Work to complete:
a. According to the Netflix history article, which IDE did the author start the project with?
b. Continue the article on analyzing Netflix viewing history from its last sentence.

Text shown:
━━━━━━━━
Pandas, Python, and Popcorn - Analyzing My Netflix History
We’ve all been there—one minute, you’re just “checking out” a new show, and the next, you’re 3 seasons deep, wondering when you last blinked or saw sunlight. With that I thought it would be fun to create a new project and document it along the way in this article.
We can call it a projumentary! No, wait—docuproject? We can call it a projumentary!
It’s time to be vulnerable and share my Netflix history with the world. :)
Turns out I watch a lot of TV…
The numbers are in, and yes, I probably watch too much TV.
My ideal evening involves spending quality time with the Lorelai and Rory in Gilmore Girls, followed by a dose of hospital drama in Grey’s Anatomy, and wrapping up with the familial bonds in Parenthood.
But enough about my TV habits—let's talk about how you can dive into your own Netflix watch history! In this next section I’m going to guide you through the steps I took to extract, clean, and analyze my Netflix viewing data so you can better understand how many hours you’ve actually spent watching Stranger Things, Welcome to Wrexham, or whatever favorite show has your attention right.
First things first!
How the heck do you even get your Netflix history?
I had no idea.
But, after a quick Google search, I was locked and loaded with instructions:
Login to Netflix
Profile Settings
Viewing Activity
You’ll find your watch history and ratings
Scroll to the bottom, and there will be an option to download your viewing data
Saved you the Google search :)
Now that we have our history, let’s get started with the rest of the process.
It’s time to code!
First, you need to set up your environment
I kicked things off with Visual Studio Code, but feel free to court any IDE that catches your fancy. The first rule of Coding Club? There are no rules about your coding gear.
My favorite part - we get to start writing the code!
Now meet the three musketeers: cli.py
, file_handler.py
, and analysis.py
. These scripts are the backbone of our little operation, handling everything from command-line inputs to data crunching.
━━━━━━━━
Point localization data:
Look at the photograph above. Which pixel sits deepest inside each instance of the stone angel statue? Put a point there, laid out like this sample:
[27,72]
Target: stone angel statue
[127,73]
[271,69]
━━━━━━━━
Results of the exercise:
a. Visual Studio Code.

b.
cli.py starts the party. It uses the click
library to pass the CSV file to both the two supporting scripts: file_handler.py
and analysis.py
. Basically, you run it and get results directly in the terminal.
Running the script would look like this in the terminal.
python cli.py --file path/to/NetflixViewingHistory.csv
Here is the final version of cli.py that ties everything together.
import click
from file_handler import load_csv
from analysis import analyze_viewing_history
@click.command()
@click.option('--file', '-f', required=True, type=click.Path(), help='Specify the path to your Netflix viewing history CSV file.')
def main(file: str):
try:
data = load_csv(file)
analyze_viewing_history(data)
print("Results have been successfully analyzed.")
except FileNotFoundError:
print(f"Error: The file '{file}' was not found. Please check the file path and try again.")
except Exception as e:
print(f"An unexpected error occurred: {e}")
if __name__ == '__main__':
main()
Not fancy, but like a well-oiled door hinge, it’s functional.
Next, we need file_handler.py to break down the CSV file. I decided to keep it simple and use the pandas
library. Pandas is a Python library that helps with data manipulation and the interpretation of raw data to make it useful. Thank you, Mr. Wes McKinney (the creator of pandas
).
Here is the final version of file_handler.py.
import pandas as pd
def load_csv(filepath):
"""Loads Netflix history from a CSV file into a DataFrame."""
try:
return pd.read_csv(filepath)
except FileNotFoundError:
raise FileNotFoundError(f"File '{filepath}' not found.")
except Exception as e:
raise Exception(f"An error occurred: {e}")
The cli.py passed the file path to the file_handler.py, where load_csv() reads the file and returns the data as Pandas DataFrame, a data structure used for organizing and analyzing tabular data. The DataFrame is then passed to analysis.py.
Analysis.py
is the script that handles cleaning, tagging, and getting insights from the Netflix data. It is a troublemaker. The testing and debug section will go into more detail for analysis.py.
Next, we have to install dependencies
Before we dive into the code sea, let’s make sure we’ve got all our gear. This means installing all the required libraries to keep the boat afloat.
To avoid installing each dependency manually, I created a requirements.txt
file by compiling a list of dependencies for each script as they were built.
pip install -r requirements.txt
Running this will install all the necessary dependencies automatically. Now we can start testing it out.
Building the tool was smooth... until it wasn’t, time to test and debug :(
Let's be real, bugs are part of the journey. Run your code, watch it fail (it probably will), and then whip out your detective hat because it’s time to debug. This phase can feel like solving a murder mystery, where the victim is your sanity, and the murderer is usually a missing semicolon or has a typo.
When it came to testing Analysis.py, I had a lot of issues. Here are some of the highlights.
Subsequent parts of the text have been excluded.